↓↓↓
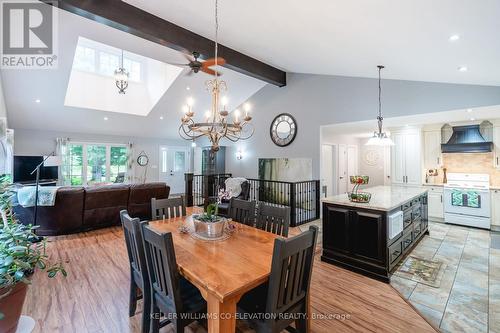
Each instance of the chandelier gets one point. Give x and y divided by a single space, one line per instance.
121 78
216 124
380 138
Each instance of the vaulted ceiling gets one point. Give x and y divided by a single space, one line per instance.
339 37
23 88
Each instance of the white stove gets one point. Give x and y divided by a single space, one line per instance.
467 200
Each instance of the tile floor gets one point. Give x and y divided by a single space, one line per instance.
468 299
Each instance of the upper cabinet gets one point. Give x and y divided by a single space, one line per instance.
496 149
406 165
432 150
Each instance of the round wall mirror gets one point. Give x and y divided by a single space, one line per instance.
283 129
142 159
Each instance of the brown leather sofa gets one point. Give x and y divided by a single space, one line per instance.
81 209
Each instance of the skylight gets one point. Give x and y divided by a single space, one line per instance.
105 63
92 86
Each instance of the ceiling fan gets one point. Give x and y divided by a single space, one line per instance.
197 65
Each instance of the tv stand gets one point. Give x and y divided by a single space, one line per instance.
45 182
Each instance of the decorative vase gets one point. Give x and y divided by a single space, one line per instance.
209 229
355 195
11 306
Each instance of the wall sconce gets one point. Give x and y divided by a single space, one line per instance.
239 155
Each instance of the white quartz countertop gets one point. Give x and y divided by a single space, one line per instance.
384 198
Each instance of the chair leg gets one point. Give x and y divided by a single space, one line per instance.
146 313
132 305
155 318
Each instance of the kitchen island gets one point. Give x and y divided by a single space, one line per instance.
371 238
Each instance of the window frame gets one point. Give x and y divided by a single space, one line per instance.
97 63
85 164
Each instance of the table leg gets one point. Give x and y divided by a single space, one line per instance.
221 315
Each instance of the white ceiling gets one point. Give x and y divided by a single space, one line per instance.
350 38
364 129
23 87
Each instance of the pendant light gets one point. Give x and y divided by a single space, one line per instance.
380 138
121 78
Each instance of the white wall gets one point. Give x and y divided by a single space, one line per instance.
316 100
376 171
33 142
3 109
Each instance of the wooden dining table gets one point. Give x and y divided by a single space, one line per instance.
222 270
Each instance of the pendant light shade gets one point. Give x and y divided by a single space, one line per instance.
380 138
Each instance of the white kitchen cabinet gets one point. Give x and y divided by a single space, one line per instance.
496 149
406 166
432 150
435 202
495 208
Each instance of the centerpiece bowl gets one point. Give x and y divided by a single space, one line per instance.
212 227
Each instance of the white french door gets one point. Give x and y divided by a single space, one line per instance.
174 163
347 166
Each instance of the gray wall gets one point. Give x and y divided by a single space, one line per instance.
316 100
33 142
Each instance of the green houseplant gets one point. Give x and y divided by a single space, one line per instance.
20 255
209 224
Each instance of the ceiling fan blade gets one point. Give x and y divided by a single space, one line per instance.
211 62
188 57
175 64
210 71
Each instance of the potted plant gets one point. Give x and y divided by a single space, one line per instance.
21 253
209 224
355 195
↑↑↑
WHAT THE TASK REQUIRES
Recast the records above as a Markdown table with the columns Row and Text, giving each non-blank line its own numbered row. Leave the pictures out.

RESULT FOR THIS EXERCISE
| Row | Text |
|---|---|
| 1 | Each instance of the chandelier gets one point. Give x and y divided by a single space, one line per instance. |
| 2 | 121 78 |
| 3 | 216 124 |
| 4 | 380 138 |
| 5 | Each instance of the vaulted ceiling gets one point. Give x and y divided by a single space, one line per instance. |
| 6 | 339 37 |
| 7 | 23 88 |
| 8 | Each instance of the white stove gets one point. Give x and y divided by a single space, one line per instance. |
| 9 | 467 200 |
| 10 | Each instance of the tile floor gets one point. Give x and y divided by a single space, one line per instance. |
| 11 | 468 299 |
| 12 | Each instance of the upper cabinet gets one point. Give x and y divided by a single space, one line per instance. |
| 13 | 496 149 |
| 14 | 406 165 |
| 15 | 432 150 |
| 16 | Each instance of the round wall mirror gets one point. Give x and y divided by a single space, one line per instance. |
| 17 | 283 129 |
| 18 | 142 159 |
| 19 | Each instance of the brown leather sofa gets one point. Give x and y divided by a single space, one line per instance. |
| 20 | 81 209 |
| 21 | Each instance of the skylight gets one point. Give x and y divided by a single space, one line per instance. |
| 22 | 105 63 |
| 23 | 92 86 |
| 24 | Each instance of the ceiling fan gets one point. Give x and y divided by a single space, one line per instance. |
| 25 | 197 65 |
| 26 | Each instance of the tv stand gets one point. Give x and y divided by a single space, one line per instance. |
| 27 | 45 182 |
| 28 | Each instance of the decorative vase gets one point. Give x and y divided by a single space, one line per instance. |
| 29 | 209 229 |
| 30 | 355 195 |
| 31 | 11 306 |
| 32 | Each instance of the wall sconce gets one point. Give x and y divided by a single space, one line per instance. |
| 33 | 239 155 |
| 34 | Each instance of the white quartz countertop gets one point. Give x and y divided by a single space, one line per instance. |
| 35 | 384 198 |
| 36 | Each instance of the chair leg gets one point. Give x and y divided by a single space, one line per instance. |
| 37 | 146 313 |
| 38 | 132 305 |
| 39 | 155 318 |
| 40 | Each instance of the kitchen island gets one point. Give x and y divided by a single space, one line per instance. |
| 41 | 371 238 |
| 42 | Each instance of the window frame gets one point. Give x and y divided by a single space, one line per instance. |
| 43 | 97 63 |
| 44 | 85 164 |
| 45 | Each instance of the table leg gets one point. Give x and y divided by a single space, one line per instance. |
| 46 | 221 315 |
| 47 | Each instance of the white ceiling gets one point. Give x and y divided by a single space, one line per instance. |
| 48 | 350 38 |
| 49 | 364 129 |
| 50 | 23 87 |
| 51 | Each instance of the pendant light gets one point. Give x and y divided by a single space, one line per instance. |
| 52 | 380 138 |
| 53 | 121 78 |
| 54 | Each instance of the white wall gets one point. Give x and y divided by a single space, one line per instance. |
| 55 | 316 100 |
| 56 | 376 171 |
| 57 | 33 142 |
| 58 | 3 109 |
| 59 | Each instance of the wooden dining table gets one point. Give x and y divided by a single space, one line per instance. |
| 60 | 222 270 |
| 61 | Each instance of the pendant light shade gets one point. Give x and y divided by a single space, one line per instance. |
| 62 | 380 138 |
| 63 | Each instance of the white kitchen cabinet gets one point. Give x and y divided by a single space, one line per instance. |
| 64 | 496 149 |
| 65 | 406 166 |
| 66 | 432 150 |
| 67 | 435 202 |
| 68 | 495 208 |
| 69 | Each instance of the centerpiece bowl gets one point. Give x and y divided by a single space, one line per instance. |
| 70 | 212 227 |
| 71 | Each instance of the white french door gets one point. Give x and y divided by a single space, one line per instance. |
| 72 | 174 163 |
| 73 | 347 166 |
| 74 | Each instance of the gray wall gets one point. Give x and y divided by a single space, one line per instance. |
| 75 | 316 100 |
| 76 | 33 142 |
| 77 | Each instance of the green houseplant gets one point. Give x and y divided by a single space, one line per instance. |
| 78 | 20 255 |
| 79 | 209 224 |
| 80 | Each instance of the ceiling fan blade gets one point. Give x and y divided by a single space, one line per instance. |
| 81 | 211 62 |
| 82 | 188 57 |
| 83 | 175 64 |
| 84 | 210 71 |
| 85 | Each instance of the potted plant gets one point. Give x and y divided by a single space, one line per instance. |
| 86 | 21 253 |
| 87 | 209 224 |
| 88 | 355 195 |